Data entries:
☆ ☆ ☆ ☆

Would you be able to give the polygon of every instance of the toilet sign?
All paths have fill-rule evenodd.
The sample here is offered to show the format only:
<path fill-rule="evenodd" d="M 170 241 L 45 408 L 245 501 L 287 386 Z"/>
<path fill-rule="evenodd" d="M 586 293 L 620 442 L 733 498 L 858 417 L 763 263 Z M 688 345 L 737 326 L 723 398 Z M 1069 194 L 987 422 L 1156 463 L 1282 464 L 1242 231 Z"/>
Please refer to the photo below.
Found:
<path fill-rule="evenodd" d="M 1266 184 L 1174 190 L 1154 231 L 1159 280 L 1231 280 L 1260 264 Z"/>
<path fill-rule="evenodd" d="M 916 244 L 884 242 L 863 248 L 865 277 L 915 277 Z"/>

☆ ☆ ☆ ☆

REQUIREMENTS — Present the data above as a two-column CSV with the columns entry_text and answer, one row per data entry. Put each field in double quotes and replace its line breaks with spaces.

EXPECTED ANSWER —
entry_text,answer
"Would you be able to give the polygon of every instance of the toilet sign? All paths have fill-rule evenodd. The sample here is offered to show the format only: <path fill-rule=""evenodd"" d=""M 170 241 L 45 408 L 245 501 L 287 386 Z""/> <path fill-rule=""evenodd"" d=""M 586 293 L 620 442 L 733 498 L 858 417 L 763 263 Z M 688 345 L 737 326 L 723 398 Z M 1069 194 L 987 422 L 1156 463 L 1282 464 L 1242 231 Z""/> Please refer to the photo below. Found:","<path fill-rule=""evenodd"" d=""M 1266 184 L 1174 190 L 1154 231 L 1159 280 L 1231 280 L 1260 264 Z""/> <path fill-rule=""evenodd"" d=""M 916 244 L 884 242 L 863 248 L 865 277 L 915 277 Z""/>"